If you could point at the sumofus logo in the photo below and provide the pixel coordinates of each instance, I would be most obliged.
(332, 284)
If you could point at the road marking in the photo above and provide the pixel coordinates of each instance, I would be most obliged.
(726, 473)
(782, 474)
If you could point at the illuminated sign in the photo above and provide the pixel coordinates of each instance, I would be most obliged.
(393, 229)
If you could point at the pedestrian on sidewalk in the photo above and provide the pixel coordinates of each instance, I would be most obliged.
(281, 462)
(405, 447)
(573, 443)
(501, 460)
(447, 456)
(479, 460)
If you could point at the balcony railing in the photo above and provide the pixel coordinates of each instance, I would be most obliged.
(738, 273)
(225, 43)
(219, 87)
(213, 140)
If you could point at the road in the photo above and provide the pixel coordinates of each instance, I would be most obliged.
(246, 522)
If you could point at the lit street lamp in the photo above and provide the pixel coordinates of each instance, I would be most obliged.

* [Task description]:
Reproduce each of the lines above word for word, with no change to any character.

* [Written reply]:
If you could point at the sumofus logo in the photo below and provide the pixel coordinates of each instance, I would be most obliged.
(332, 284)
If you could point at the road marking in the photo above and provide the pixel coordinates of each instance, I would be most obliged.
(726, 473)
(782, 474)
If you could point at the illuminated sign in the photo above and provide the pixel coordinates of each instance, I would be most obliged.
(393, 229)
If you could point at the pedestrian on sidewalk in the photo above and provide the pixel coordinates of each instance, I would be most obliged.
(281, 462)
(405, 447)
(573, 443)
(501, 460)
(447, 456)
(479, 460)
If you could point at the balcony railing in the photo above and provide the pixel coordinates of each instance, I would be most obliged.
(738, 273)
(225, 43)
(219, 87)
(213, 140)
If you could point at the road in the photo above and provide the pixel coordinates of each instance, I would be most obliged.
(246, 522)
If you could point at the lit street lamp in the photo above and provide the pixel coordinates of each instance, I would be most obliged.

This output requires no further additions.